(Task) Output every record word for word.
---------- Records provided ----------
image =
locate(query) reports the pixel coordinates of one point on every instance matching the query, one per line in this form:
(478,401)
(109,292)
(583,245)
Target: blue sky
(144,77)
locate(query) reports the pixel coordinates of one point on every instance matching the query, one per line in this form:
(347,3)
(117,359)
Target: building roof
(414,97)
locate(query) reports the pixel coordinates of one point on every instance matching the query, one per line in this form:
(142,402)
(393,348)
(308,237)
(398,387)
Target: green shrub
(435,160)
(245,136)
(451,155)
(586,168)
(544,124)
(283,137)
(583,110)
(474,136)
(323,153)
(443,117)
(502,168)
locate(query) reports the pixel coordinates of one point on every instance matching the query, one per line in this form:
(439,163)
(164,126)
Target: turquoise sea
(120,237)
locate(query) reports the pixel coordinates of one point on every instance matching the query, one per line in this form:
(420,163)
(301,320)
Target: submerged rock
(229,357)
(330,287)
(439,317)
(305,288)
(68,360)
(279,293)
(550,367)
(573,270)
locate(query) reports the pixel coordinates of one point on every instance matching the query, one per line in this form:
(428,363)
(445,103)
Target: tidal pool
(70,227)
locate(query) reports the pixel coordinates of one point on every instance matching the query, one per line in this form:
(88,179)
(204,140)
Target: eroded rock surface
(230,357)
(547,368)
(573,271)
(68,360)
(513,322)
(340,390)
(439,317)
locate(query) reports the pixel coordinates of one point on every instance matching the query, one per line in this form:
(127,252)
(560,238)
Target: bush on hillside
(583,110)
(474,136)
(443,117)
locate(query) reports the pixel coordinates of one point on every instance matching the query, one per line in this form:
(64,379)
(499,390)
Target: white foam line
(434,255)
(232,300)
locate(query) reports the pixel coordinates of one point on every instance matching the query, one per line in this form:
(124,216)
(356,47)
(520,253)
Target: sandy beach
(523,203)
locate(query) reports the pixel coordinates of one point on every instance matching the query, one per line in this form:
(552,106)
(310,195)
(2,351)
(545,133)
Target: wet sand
----------
(Solution)
image =
locate(query) reports the pixel coordinates of one point on every instance matching the query, one per line in this form:
(478,401)
(109,292)
(583,245)
Target: blue sky
(144,77)
locate(query) reports the pixel coordinates of one point on every instance matching the query, one per line in this form:
(347,3)
(117,359)
Target: building roof
(414,97)
locate(query) reports the pixel coordinates of one point on every instance matching the query, one per line in this form:
(142,402)
(393,348)
(308,237)
(398,387)
Target: green shrub
(435,160)
(245,136)
(451,155)
(586,168)
(544,124)
(283,137)
(583,110)
(474,136)
(323,153)
(443,117)
(502,168)
locate(query) reports the pixel coordinates of one point on every instance matching the query, one per line in this form:
(439,163)
(164,126)
Target: turquoise sea
(120,237)
locate(query) reports the pixel coordinates of one point on every instance matching the query, one per line in this form:
(420,163)
(301,320)
Target: submerged rock
(229,357)
(330,287)
(439,317)
(305,288)
(68,360)
(279,293)
(550,367)
(573,270)
locate(query) reports the pixel coordinates of one point on every instance matching the query, one per line in this form:
(428,363)
(445,103)
Target: tidal pool
(70,227)
locate(query) reports the pixel coordinates of one point on every instance matching the query, one per line in this form:
(88,179)
(204,140)
Target: eroded rock surface
(230,357)
(547,368)
(573,271)
(68,360)
(513,322)
(340,390)
(439,317)
locate(query) reports the pixel coordinates of one point on every instance matching the query, one per line in this form:
(127,252)
(560,238)
Target: bush on hillside
(583,110)
(474,136)
(443,117)
locate(query) reports the pixel coordinates of one point on every instance matching the query, one per line in this form:
(64,379)
(499,390)
Target: white foam line
(434,255)
(232,300)
locate(query) reports the pixel coordinates of one point on every instance matching the query, one per line in this form:
(124,216)
(356,47)
(520,253)
Target: sandy beach
(523,203)
locate(query) reports the pixel coordinates of one point on every instance matching the query, one per line in this form:
(552,106)
(310,195)
(2,351)
(545,133)
Target: wet sand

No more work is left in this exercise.